++++ RECORDS FOR THIS TASK
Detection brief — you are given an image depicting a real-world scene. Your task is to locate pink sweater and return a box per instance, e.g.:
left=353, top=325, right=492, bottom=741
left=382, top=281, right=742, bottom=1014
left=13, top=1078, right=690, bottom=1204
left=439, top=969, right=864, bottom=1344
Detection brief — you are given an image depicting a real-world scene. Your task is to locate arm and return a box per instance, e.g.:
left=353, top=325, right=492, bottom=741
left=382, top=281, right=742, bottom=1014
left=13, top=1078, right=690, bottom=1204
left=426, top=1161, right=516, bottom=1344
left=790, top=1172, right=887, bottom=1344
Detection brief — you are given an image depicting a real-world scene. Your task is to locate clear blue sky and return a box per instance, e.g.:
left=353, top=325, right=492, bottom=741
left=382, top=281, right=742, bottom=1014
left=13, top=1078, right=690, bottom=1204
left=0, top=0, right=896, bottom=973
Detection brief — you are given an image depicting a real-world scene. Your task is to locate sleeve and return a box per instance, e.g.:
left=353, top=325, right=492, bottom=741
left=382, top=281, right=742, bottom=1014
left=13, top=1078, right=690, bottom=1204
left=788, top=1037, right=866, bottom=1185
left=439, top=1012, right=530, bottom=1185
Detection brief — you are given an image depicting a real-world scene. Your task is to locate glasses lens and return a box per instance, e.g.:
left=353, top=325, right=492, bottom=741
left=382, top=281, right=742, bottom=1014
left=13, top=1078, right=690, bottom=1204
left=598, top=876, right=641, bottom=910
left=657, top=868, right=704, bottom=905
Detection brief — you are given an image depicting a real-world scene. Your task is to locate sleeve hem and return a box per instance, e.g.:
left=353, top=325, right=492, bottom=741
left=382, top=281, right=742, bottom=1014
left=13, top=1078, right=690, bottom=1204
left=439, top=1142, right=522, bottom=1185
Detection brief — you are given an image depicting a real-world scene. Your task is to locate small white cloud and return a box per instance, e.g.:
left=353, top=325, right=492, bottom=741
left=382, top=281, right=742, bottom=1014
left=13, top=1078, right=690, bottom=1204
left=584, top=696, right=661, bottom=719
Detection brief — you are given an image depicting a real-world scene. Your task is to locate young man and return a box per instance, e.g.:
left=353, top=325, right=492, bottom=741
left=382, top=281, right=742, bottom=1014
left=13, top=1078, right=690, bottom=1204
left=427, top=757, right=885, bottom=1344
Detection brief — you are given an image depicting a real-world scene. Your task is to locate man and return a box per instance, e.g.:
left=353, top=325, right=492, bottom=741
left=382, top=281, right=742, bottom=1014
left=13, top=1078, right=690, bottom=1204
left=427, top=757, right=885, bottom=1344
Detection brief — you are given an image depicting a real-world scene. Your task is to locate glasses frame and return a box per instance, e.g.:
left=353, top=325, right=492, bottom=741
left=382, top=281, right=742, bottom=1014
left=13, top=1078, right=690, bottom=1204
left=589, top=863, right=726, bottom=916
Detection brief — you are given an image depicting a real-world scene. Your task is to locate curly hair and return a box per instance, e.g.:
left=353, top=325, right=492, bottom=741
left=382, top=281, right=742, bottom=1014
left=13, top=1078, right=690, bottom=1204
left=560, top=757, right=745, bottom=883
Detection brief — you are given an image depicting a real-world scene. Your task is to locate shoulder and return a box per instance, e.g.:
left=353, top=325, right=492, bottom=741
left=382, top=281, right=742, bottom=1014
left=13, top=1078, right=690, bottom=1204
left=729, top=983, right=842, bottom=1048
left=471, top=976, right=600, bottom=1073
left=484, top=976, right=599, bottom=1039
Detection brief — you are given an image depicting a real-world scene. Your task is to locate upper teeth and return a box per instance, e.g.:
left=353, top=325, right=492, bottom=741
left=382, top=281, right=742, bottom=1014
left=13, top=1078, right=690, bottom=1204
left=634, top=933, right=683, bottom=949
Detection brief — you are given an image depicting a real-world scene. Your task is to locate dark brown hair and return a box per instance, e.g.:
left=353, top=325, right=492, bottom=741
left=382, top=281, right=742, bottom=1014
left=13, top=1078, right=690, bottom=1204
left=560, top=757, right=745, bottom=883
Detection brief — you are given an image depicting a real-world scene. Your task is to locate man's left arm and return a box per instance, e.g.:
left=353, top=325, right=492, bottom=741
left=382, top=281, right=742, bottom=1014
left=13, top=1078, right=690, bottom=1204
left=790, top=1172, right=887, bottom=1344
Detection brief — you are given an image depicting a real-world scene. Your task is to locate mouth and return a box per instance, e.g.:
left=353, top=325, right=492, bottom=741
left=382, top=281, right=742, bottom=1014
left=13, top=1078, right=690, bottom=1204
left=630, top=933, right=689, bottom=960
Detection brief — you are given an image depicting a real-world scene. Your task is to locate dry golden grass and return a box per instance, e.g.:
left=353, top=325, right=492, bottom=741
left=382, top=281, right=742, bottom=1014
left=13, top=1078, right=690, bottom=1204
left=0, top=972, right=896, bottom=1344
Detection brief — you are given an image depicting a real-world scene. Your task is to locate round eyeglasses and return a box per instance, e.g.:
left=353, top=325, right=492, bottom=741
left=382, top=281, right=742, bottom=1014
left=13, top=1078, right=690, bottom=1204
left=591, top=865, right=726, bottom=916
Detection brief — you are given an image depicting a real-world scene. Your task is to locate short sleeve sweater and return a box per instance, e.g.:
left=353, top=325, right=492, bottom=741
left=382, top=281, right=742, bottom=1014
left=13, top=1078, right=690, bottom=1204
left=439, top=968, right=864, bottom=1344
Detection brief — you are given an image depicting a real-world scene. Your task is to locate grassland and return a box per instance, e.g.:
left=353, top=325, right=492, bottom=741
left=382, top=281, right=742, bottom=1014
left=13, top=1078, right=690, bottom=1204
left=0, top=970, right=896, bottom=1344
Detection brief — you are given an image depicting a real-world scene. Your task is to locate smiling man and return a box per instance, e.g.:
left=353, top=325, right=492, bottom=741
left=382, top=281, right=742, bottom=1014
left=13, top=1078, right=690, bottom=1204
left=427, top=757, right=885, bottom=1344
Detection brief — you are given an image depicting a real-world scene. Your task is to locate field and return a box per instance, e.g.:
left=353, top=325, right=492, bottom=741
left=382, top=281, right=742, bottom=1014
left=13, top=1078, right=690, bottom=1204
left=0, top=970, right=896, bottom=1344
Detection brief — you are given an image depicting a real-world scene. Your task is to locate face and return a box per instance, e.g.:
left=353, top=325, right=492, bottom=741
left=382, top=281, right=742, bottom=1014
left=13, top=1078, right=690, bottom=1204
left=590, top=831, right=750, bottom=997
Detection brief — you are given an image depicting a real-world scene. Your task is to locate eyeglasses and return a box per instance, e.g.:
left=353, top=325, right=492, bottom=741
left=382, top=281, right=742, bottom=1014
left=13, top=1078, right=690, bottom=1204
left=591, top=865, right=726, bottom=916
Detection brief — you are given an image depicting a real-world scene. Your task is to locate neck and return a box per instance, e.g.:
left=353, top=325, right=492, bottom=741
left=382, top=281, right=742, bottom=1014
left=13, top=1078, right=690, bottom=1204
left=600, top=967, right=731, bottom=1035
++++++++
TASK ::
Format every line of the data above as a numbered list, omitting any blank lines.

FINISHED EXERCISE ::
1. Detection brief — you are given an image depicting a real-world scene. Your task is to locate pink sweater and return a box per instance, e.g.:
2. left=353, top=325, right=492, bottom=741
3. left=382, top=281, right=742, bottom=1014
4. left=13, top=1078, right=690, bottom=1204
5. left=439, top=969, right=864, bottom=1344
6. Detection brief — you are given an image depicting a real-world scene. Your task is to locate arm and return a box per instance, e.g.:
7. left=353, top=325, right=492, bottom=741
8. left=382, top=281, right=742, bottom=1014
9. left=13, top=1078, right=690, bottom=1204
10. left=426, top=1161, right=516, bottom=1344
11. left=790, top=1172, right=887, bottom=1344
12. Detection brief — you are given an image depicting a real-world scene. Your task is to locate clear blue sky and return a box per instance, e.g.:
13. left=353, top=325, right=492, bottom=741
14. left=382, top=281, right=742, bottom=1014
15. left=13, top=1078, right=690, bottom=1204
16. left=0, top=0, right=896, bottom=973
17. Detection brief — you are given an image depicting a real-world scene. Your task is to locate sleeve and return a box per instance, e.g.:
18. left=353, top=325, right=492, bottom=741
19. left=382, top=281, right=742, bottom=1014
20. left=13, top=1078, right=690, bottom=1204
21. left=788, top=1037, right=866, bottom=1185
22. left=439, top=1012, right=530, bottom=1185
23. Detection brief — you are given an image depicting a real-world scene. Your task is to locate glasses lens and return a box per instance, e.g.:
24. left=353, top=325, right=492, bottom=741
25. left=382, top=281, right=742, bottom=1014
26. left=13, top=1078, right=690, bottom=1204
27. left=598, top=876, right=641, bottom=910
28. left=657, top=868, right=704, bottom=905
29. Detection brief — you are given an image depicting a real-world scene. Your task is to locate sleeve hem and return a box per instance, e.g.:
30. left=353, top=325, right=492, bottom=741
31. left=382, top=281, right=742, bottom=1014
32. left=13, top=1078, right=690, bottom=1204
33. left=439, top=1142, right=522, bottom=1185
34. Detection brief — you are given an image depicting a real-world scene. Your task is to locate small white cloud and return a box per instance, e.g.:
35. left=353, top=325, right=492, bottom=741
36. left=382, top=281, right=742, bottom=1014
37. left=13, top=1078, right=690, bottom=1204
38. left=584, top=696, right=661, bottom=719
39. Detection brief — you are given an image depicting a real-world scene. Your task is to locate young man and return a box per instance, e.g.:
40. left=353, top=325, right=492, bottom=741
41. left=382, top=281, right=742, bottom=1014
42. left=13, top=1078, right=690, bottom=1204
43. left=427, top=757, right=885, bottom=1344
44. Detection brief — you are given an image depicting a real-world scene. Your task is to locate man and return a box per instance, e.g.:
45. left=353, top=325, right=492, bottom=741
46. left=382, top=281, right=742, bottom=1014
47. left=13, top=1078, right=690, bottom=1204
48. left=427, top=757, right=885, bottom=1344
49. Detection brief — you are given an image depicting a real-world scene. Your task is to locate glasses frame and return a box per instance, e.g.:
50. left=353, top=325, right=492, bottom=741
51. left=382, top=281, right=742, bottom=1014
52. left=13, top=1078, right=690, bottom=1204
53. left=589, top=863, right=726, bottom=916
54. Detection brief — you are given an image depicting a real-world scene. Your task is to locate curly hair and return a box per instance, e.g.:
55. left=353, top=325, right=492, bottom=741
56. left=382, top=281, right=742, bottom=1014
57. left=13, top=1078, right=690, bottom=1204
58. left=560, top=757, right=745, bottom=883
59. Detection brief — you are given an image depicting a real-world scene. Your task is to locate shoulder and return a box per instance, e.g.:
60. left=353, top=325, right=492, bottom=741
61. left=382, top=281, right=742, bottom=1014
62. left=13, top=1078, right=690, bottom=1204
63. left=729, top=983, right=842, bottom=1048
64. left=471, top=976, right=600, bottom=1073
65. left=484, top=976, right=599, bottom=1039
66. Detection brief — you are given an image depicting a real-world scene. Your task is to locate upper teeth and return a box per instance, e.g.:
67. left=353, top=325, right=492, bottom=741
68. left=382, top=281, right=742, bottom=1014
69. left=13, top=1078, right=690, bottom=1204
70. left=634, top=933, right=683, bottom=949
71. Detection brief — you are given an image depicting a real-world scene. Your task is to locate dark brown hair and return a box per instance, e.g.:
72. left=353, top=325, right=492, bottom=741
73. left=382, top=281, right=742, bottom=1014
74. left=13, top=1078, right=690, bottom=1204
75. left=560, top=757, right=745, bottom=883
76. Detection brief — you are given an image depicting a real-world scene. Your task is to locate man's left arm and return a box per instance, e.g.:
77. left=353, top=325, right=492, bottom=741
78. left=382, top=281, right=742, bottom=1014
79. left=13, top=1078, right=690, bottom=1204
80. left=790, top=1172, right=887, bottom=1344
81. Detection brief — you are given an image depicting a real-world scene. Your task is to locate mouth and return a box per instance, e.g.:
82. left=353, top=325, right=492, bottom=741
83. left=382, top=281, right=742, bottom=1014
84. left=13, top=1078, right=690, bottom=1204
85. left=630, top=933, right=689, bottom=960
86. Detection brief — you are given an image depicting a real-world scene. Your task is to locate dry golden grass and return a box per instance, e.g.:
87. left=353, top=325, right=492, bottom=741
88. left=382, top=281, right=742, bottom=1014
89. left=13, top=1078, right=690, bottom=1204
90. left=0, top=972, right=896, bottom=1344
91. Detection brief — you are given an image depicting a real-world scene. Your task is to locate round eyeglasses and return a box per instance, e.g.:
92. left=353, top=325, right=492, bottom=741
93. left=382, top=281, right=742, bottom=1014
94. left=13, top=1078, right=690, bottom=1204
95. left=591, top=865, right=726, bottom=916
96. Detection brief — you are given an image depicting a real-world scene. Your task is to locate short sleeve sweater and return a box per instance, e.g.:
97. left=353, top=325, right=492, bottom=741
98. left=382, top=281, right=742, bottom=1014
99. left=13, top=1078, right=690, bottom=1204
100. left=439, top=968, right=864, bottom=1344
101. Detection brief — you are given an image depicting a real-world scene. Your task is to locate grassland and return a box per instance, e.g.:
102. left=353, top=325, right=492, bottom=741
103. left=382, top=281, right=742, bottom=1014
104. left=13, top=1078, right=690, bottom=1204
105. left=0, top=970, right=896, bottom=1344
106. Detection brief — you are given an image depicting a real-world scene. Your task is to locate smiling man and return a box per instance, e.g.:
107. left=353, top=325, right=492, bottom=741
108. left=382, top=281, right=742, bottom=1014
109. left=13, top=1078, right=690, bottom=1204
110. left=427, top=757, right=885, bottom=1344
111. Detection brief — you are given an image depicting a real-world scene. Your task is to locate field and return a box per instance, e.g.:
112. left=353, top=325, right=492, bottom=741
113. left=382, top=281, right=742, bottom=1014
114. left=13, top=1078, right=690, bottom=1204
115. left=0, top=970, right=896, bottom=1344
116. Detection brief — you are given an image depicting a real-world scene. Your task is to locate face and return a box per instance, e.g.:
117. left=353, top=325, right=492, bottom=741
118. left=382, top=281, right=742, bottom=1014
119. left=13, top=1078, right=690, bottom=1204
120. left=590, top=831, right=750, bottom=997
121. Detection brief — you are given an image depicting a real-world scene. Your task is to locate eyeglasses and return a box per instance, e.g.:
122. left=353, top=325, right=492, bottom=741
123. left=382, top=281, right=742, bottom=1014
124. left=13, top=1078, right=690, bottom=1204
125. left=591, top=865, right=726, bottom=916
126. Detection brief — you are given an image depicting a real-world scene. Your task is to locate neck and return a box per instance, e.g.:
127. left=353, top=325, right=492, bottom=741
128. left=382, top=281, right=742, bottom=1014
129. left=13, top=1078, right=690, bottom=1204
130. left=600, top=967, right=731, bottom=1035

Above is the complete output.